• [Input material]:
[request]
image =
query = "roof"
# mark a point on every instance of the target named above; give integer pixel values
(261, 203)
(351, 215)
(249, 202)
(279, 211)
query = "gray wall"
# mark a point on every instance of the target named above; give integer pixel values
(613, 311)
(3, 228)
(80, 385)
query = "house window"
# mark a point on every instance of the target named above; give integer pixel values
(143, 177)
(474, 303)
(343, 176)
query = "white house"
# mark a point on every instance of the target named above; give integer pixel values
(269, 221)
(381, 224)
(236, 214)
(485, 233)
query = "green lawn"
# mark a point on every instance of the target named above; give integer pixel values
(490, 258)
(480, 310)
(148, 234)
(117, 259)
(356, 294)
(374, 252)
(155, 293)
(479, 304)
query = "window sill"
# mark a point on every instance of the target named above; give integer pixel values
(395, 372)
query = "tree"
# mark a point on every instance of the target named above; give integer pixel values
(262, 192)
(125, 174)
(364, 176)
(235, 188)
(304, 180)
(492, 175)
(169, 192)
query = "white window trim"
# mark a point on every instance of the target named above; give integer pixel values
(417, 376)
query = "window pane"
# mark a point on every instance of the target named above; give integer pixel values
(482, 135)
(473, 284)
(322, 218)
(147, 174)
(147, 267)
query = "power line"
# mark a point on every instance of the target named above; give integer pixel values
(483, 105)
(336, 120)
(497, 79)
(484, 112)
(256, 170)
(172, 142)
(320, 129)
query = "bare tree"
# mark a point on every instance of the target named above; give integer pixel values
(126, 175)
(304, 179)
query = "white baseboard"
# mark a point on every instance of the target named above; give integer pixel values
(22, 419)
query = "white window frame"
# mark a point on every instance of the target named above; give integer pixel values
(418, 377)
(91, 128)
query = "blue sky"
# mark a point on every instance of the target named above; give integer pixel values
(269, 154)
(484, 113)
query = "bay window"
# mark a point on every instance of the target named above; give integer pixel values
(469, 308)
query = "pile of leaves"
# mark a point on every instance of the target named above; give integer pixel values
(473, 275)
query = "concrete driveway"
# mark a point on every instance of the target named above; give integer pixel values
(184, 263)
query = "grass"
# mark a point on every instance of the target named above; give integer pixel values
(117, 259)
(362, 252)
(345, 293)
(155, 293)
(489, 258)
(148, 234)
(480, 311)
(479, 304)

* * *

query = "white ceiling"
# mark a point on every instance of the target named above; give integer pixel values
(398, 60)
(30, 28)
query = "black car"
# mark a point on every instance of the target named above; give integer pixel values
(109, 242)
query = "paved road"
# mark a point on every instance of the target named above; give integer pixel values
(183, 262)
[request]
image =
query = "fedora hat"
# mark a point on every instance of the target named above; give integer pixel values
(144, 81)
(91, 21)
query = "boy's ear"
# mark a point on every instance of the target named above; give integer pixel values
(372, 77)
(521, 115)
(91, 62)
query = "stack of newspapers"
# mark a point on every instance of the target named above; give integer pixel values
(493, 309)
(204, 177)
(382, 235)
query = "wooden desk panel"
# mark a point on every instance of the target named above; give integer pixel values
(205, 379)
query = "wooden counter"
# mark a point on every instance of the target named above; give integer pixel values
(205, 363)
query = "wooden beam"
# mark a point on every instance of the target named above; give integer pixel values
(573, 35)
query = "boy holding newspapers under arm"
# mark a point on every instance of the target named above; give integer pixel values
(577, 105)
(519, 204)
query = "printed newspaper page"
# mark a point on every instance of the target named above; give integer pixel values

...

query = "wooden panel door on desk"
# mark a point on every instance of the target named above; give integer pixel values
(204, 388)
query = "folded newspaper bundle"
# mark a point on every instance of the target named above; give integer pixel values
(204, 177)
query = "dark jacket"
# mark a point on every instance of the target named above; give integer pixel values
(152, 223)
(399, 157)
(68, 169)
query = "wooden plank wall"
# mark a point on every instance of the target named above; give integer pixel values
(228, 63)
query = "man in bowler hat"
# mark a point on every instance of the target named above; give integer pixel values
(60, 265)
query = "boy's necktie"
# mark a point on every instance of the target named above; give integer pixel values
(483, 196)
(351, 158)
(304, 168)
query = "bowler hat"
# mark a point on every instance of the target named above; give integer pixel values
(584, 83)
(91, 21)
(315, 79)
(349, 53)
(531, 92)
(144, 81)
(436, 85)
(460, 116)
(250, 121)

• [What the exercise asks]:
Which lines in the records above contain the string "bowler"? Copy each of them in full.

• [Answer to this task]:
query = "man in bowler hat"
query = "bowler hat"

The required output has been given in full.